- TASK INSTRUCTIONS
Using the entries below, transcribe exactly the line containing "the green cactus" and each line that follows it to the end.

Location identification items
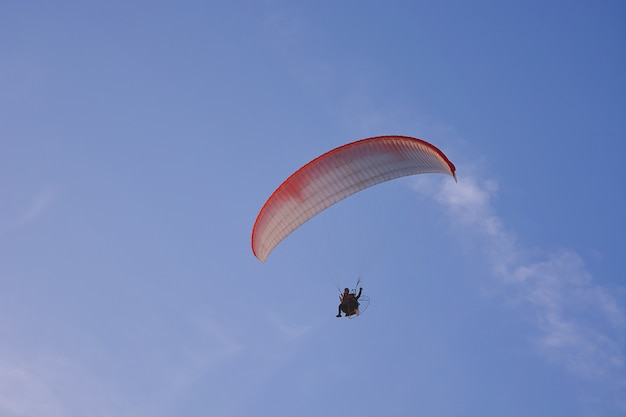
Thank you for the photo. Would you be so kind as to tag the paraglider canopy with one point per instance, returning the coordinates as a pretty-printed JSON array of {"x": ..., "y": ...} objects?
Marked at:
[{"x": 336, "y": 175}]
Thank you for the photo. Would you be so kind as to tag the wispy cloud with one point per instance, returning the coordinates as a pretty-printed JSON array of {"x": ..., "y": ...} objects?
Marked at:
[{"x": 578, "y": 323}]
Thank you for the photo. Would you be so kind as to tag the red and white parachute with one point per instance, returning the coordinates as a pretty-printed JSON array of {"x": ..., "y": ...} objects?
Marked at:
[{"x": 336, "y": 175}]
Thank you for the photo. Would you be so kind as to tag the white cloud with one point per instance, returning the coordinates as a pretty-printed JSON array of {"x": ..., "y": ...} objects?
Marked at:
[{"x": 579, "y": 323}]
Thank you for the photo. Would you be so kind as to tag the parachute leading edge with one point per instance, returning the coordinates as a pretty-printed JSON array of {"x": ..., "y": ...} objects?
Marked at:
[{"x": 338, "y": 174}]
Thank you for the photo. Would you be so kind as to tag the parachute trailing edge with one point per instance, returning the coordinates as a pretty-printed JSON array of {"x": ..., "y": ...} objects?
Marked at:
[{"x": 338, "y": 174}]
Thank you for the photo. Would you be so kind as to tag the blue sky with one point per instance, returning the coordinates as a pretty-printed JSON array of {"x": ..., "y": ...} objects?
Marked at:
[{"x": 140, "y": 139}]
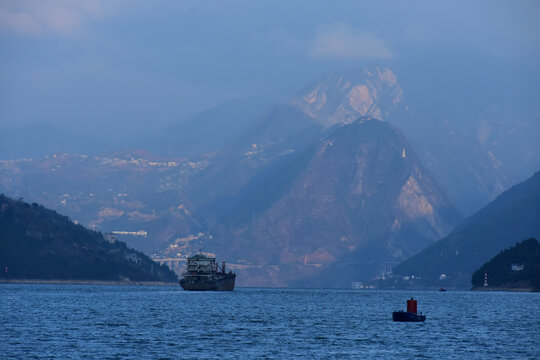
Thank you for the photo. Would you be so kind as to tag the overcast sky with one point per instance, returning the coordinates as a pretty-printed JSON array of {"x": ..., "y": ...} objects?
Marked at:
[{"x": 132, "y": 64}]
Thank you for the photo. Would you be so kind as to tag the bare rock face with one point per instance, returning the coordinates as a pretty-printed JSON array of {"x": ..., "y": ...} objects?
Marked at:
[
  {"x": 356, "y": 200},
  {"x": 343, "y": 98}
]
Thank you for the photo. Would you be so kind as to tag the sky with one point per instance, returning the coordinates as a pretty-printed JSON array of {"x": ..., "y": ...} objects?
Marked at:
[{"x": 120, "y": 66}]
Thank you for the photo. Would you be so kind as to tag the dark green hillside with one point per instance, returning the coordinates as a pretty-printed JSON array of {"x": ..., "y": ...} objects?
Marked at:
[
  {"x": 525, "y": 257},
  {"x": 515, "y": 214},
  {"x": 38, "y": 243}
]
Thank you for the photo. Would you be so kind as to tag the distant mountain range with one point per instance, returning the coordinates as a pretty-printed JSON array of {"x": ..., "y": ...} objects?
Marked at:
[
  {"x": 324, "y": 182},
  {"x": 39, "y": 244},
  {"x": 510, "y": 218},
  {"x": 516, "y": 268},
  {"x": 336, "y": 212}
]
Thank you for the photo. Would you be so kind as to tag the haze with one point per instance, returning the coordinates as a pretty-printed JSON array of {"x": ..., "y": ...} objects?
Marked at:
[{"x": 116, "y": 70}]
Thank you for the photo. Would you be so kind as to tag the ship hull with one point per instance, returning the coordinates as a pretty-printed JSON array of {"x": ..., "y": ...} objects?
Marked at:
[{"x": 208, "y": 283}]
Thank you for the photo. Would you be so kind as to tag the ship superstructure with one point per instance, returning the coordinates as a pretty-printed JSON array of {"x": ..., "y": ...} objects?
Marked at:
[{"x": 203, "y": 273}]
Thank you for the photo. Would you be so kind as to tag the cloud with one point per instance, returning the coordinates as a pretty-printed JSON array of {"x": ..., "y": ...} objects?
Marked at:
[
  {"x": 341, "y": 41},
  {"x": 37, "y": 17}
]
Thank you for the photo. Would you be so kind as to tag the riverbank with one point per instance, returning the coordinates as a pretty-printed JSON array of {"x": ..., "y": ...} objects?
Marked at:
[
  {"x": 86, "y": 282},
  {"x": 516, "y": 289}
]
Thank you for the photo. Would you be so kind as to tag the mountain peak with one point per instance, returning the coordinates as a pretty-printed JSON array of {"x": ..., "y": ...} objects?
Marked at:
[{"x": 344, "y": 97}]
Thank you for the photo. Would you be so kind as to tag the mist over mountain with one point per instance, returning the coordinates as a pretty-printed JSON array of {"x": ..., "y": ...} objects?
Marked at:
[
  {"x": 466, "y": 146},
  {"x": 229, "y": 178},
  {"x": 38, "y": 243},
  {"x": 511, "y": 217},
  {"x": 207, "y": 131},
  {"x": 336, "y": 212},
  {"x": 42, "y": 139}
]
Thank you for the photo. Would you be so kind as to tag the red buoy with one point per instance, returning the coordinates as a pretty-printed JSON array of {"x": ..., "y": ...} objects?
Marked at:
[{"x": 412, "y": 306}]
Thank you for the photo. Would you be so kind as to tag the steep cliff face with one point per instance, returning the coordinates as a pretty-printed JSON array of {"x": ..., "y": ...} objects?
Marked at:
[
  {"x": 465, "y": 146},
  {"x": 513, "y": 216},
  {"x": 343, "y": 98},
  {"x": 336, "y": 213}
]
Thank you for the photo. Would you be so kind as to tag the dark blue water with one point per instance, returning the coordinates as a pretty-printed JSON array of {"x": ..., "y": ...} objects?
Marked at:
[{"x": 134, "y": 322}]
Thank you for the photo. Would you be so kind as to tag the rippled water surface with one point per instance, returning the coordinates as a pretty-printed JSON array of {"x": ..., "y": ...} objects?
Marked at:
[{"x": 122, "y": 322}]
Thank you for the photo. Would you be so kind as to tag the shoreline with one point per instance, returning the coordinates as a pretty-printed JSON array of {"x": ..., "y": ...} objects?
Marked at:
[
  {"x": 86, "y": 282},
  {"x": 518, "y": 289}
]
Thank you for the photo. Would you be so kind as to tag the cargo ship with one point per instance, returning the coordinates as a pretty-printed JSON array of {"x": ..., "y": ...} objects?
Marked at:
[{"x": 203, "y": 273}]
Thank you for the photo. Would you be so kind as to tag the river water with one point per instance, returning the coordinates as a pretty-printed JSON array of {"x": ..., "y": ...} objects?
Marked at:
[{"x": 157, "y": 322}]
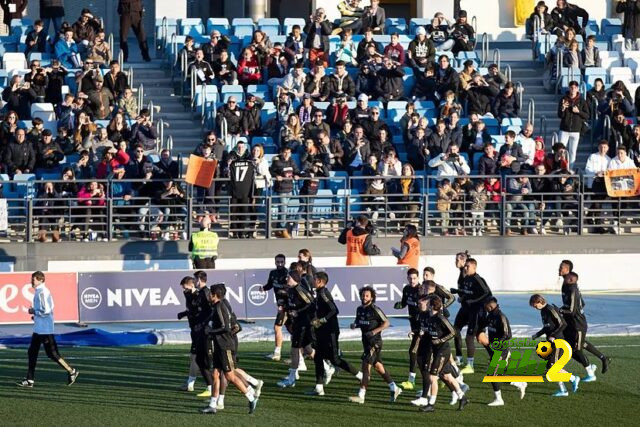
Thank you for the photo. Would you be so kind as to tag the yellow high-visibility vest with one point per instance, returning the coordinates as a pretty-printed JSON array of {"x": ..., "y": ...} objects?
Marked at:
[{"x": 205, "y": 244}]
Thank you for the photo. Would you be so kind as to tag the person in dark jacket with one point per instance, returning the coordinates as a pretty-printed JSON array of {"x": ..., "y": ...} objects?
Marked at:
[
  {"x": 52, "y": 11},
  {"x": 284, "y": 171},
  {"x": 630, "y": 23},
  {"x": 506, "y": 103},
  {"x": 318, "y": 30},
  {"x": 421, "y": 50},
  {"x": 251, "y": 125},
  {"x": 572, "y": 111},
  {"x": 130, "y": 12},
  {"x": 19, "y": 156},
  {"x": 389, "y": 84}
]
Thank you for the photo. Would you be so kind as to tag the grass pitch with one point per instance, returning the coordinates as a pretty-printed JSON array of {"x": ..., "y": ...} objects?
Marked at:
[{"x": 138, "y": 385}]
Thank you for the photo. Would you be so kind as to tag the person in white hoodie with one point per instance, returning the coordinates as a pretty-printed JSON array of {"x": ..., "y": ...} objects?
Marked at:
[{"x": 42, "y": 312}]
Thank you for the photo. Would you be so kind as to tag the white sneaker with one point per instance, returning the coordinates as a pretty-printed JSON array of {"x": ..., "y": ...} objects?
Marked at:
[
  {"x": 496, "y": 402},
  {"x": 421, "y": 401}
]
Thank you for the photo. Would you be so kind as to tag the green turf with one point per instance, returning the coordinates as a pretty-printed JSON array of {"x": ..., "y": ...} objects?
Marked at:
[{"x": 137, "y": 385}]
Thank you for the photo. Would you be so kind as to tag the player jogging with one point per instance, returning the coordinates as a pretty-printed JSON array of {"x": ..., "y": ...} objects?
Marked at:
[
  {"x": 278, "y": 282},
  {"x": 42, "y": 312},
  {"x": 372, "y": 321},
  {"x": 472, "y": 291},
  {"x": 410, "y": 299},
  {"x": 327, "y": 332},
  {"x": 498, "y": 328},
  {"x": 220, "y": 332},
  {"x": 553, "y": 326}
]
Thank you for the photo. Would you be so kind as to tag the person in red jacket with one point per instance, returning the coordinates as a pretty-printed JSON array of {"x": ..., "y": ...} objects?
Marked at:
[
  {"x": 111, "y": 159},
  {"x": 249, "y": 69}
]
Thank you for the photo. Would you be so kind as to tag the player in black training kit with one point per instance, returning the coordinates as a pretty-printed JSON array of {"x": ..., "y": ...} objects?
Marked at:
[
  {"x": 220, "y": 331},
  {"x": 553, "y": 326},
  {"x": 436, "y": 362},
  {"x": 566, "y": 267},
  {"x": 498, "y": 328},
  {"x": 300, "y": 306},
  {"x": 372, "y": 321},
  {"x": 327, "y": 332},
  {"x": 189, "y": 290},
  {"x": 410, "y": 299},
  {"x": 278, "y": 282},
  {"x": 472, "y": 291}
]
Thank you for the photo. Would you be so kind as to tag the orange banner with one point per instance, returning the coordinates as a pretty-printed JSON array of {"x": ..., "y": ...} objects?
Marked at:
[{"x": 200, "y": 171}]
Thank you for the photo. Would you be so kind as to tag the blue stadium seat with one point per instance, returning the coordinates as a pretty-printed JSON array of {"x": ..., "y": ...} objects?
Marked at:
[{"x": 220, "y": 24}]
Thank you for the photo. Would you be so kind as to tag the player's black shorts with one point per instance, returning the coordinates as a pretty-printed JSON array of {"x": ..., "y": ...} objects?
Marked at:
[
  {"x": 372, "y": 352},
  {"x": 437, "y": 358},
  {"x": 224, "y": 360},
  {"x": 301, "y": 335},
  {"x": 467, "y": 316},
  {"x": 281, "y": 316}
]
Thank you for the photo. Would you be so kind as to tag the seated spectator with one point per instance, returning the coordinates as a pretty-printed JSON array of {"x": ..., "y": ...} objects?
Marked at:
[
  {"x": 216, "y": 45},
  {"x": 115, "y": 80},
  {"x": 144, "y": 132},
  {"x": 439, "y": 30},
  {"x": 462, "y": 34},
  {"x": 101, "y": 100},
  {"x": 249, "y": 69},
  {"x": 337, "y": 113},
  {"x": 188, "y": 49},
  {"x": 346, "y": 51},
  {"x": 541, "y": 12},
  {"x": 389, "y": 83},
  {"x": 36, "y": 39},
  {"x": 318, "y": 30},
  {"x": 449, "y": 106},
  {"x": 358, "y": 149},
  {"x": 488, "y": 163},
  {"x": 306, "y": 111},
  {"x": 421, "y": 50},
  {"x": 590, "y": 54},
  {"x": 294, "y": 45},
  {"x": 18, "y": 97},
  {"x": 446, "y": 77},
  {"x": 66, "y": 50},
  {"x": 339, "y": 84},
  {"x": 439, "y": 141},
  {"x": 364, "y": 44},
  {"x": 510, "y": 155},
  {"x": 450, "y": 163},
  {"x": 128, "y": 104},
  {"x": 251, "y": 123},
  {"x": 19, "y": 156},
  {"x": 506, "y": 103},
  {"x": 203, "y": 70}
]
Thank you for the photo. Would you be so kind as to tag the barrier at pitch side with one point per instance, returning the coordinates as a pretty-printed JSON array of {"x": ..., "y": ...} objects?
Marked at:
[
  {"x": 156, "y": 296},
  {"x": 16, "y": 296}
]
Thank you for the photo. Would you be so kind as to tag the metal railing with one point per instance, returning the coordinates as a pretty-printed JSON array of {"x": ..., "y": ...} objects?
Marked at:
[{"x": 556, "y": 205}]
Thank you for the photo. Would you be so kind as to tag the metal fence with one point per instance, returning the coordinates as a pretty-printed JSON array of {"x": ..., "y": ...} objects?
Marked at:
[{"x": 150, "y": 210}]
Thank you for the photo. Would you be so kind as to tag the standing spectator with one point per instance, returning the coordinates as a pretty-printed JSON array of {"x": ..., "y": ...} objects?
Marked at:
[
  {"x": 285, "y": 171},
  {"x": 19, "y": 156},
  {"x": 36, "y": 39},
  {"x": 52, "y": 11},
  {"x": 318, "y": 30},
  {"x": 374, "y": 17},
  {"x": 18, "y": 97},
  {"x": 144, "y": 131},
  {"x": 421, "y": 50},
  {"x": 631, "y": 23},
  {"x": 506, "y": 103},
  {"x": 462, "y": 34},
  {"x": 572, "y": 111},
  {"x": 131, "y": 12}
]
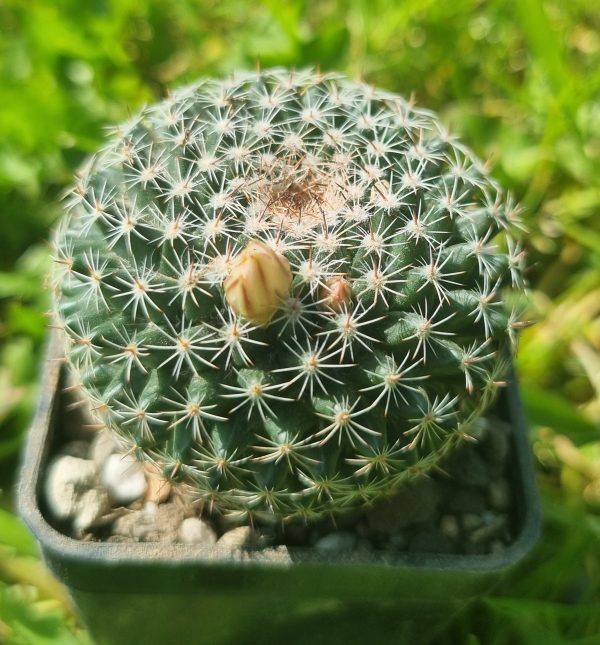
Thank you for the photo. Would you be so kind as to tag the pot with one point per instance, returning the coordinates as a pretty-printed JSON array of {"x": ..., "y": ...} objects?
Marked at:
[{"x": 155, "y": 593}]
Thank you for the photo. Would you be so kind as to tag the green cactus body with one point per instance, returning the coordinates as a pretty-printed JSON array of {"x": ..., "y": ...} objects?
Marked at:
[{"x": 348, "y": 390}]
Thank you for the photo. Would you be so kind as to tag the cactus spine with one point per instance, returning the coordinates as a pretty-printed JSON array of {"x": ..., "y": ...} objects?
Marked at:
[{"x": 287, "y": 290}]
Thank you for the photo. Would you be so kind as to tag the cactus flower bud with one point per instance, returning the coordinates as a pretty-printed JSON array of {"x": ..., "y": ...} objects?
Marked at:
[
  {"x": 337, "y": 293},
  {"x": 259, "y": 279}
]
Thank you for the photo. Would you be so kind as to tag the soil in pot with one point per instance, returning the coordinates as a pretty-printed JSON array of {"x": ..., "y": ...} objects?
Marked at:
[{"x": 465, "y": 506}]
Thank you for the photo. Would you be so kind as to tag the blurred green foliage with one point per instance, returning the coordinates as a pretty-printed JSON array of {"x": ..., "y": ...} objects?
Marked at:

- RESPONSE TO THE TASK
Thank you for the photo. Would you be so kind as to tag the green cactus body with one point per instance, returning the coordinates as a pretty-printed JSON array of {"x": ..., "y": ...} objects?
Marked at:
[{"x": 348, "y": 390}]
Thank you for the photo. Would you be so kind as to tag the cactus spine with one point per instance, returning the coordinates as a pretty-printed JSON array of {"x": ..., "y": ...} objects?
Marked at:
[{"x": 287, "y": 290}]
Thank you for the photo. Would you be so kind as to tag the cactus flower bud with one point per instance, returning the coordinates as a pretty-printed JSON array of {"x": ..., "y": ...} objects?
Marked at:
[
  {"x": 337, "y": 293},
  {"x": 259, "y": 279}
]
Thank you for the photo. Would you be so kind as to tag the soil in pot with one point per instance, returning the coordinates as a pretty-printed JSON array of {"x": ..., "y": ...} objects?
Marked at:
[{"x": 465, "y": 506}]
Thank you for the photo. Would you be so kind as to tag the blurred green foliage with one point per instance, returning the coordinates as a pretty-printed JSON array of {"x": ..., "y": ...} objects?
Marked at:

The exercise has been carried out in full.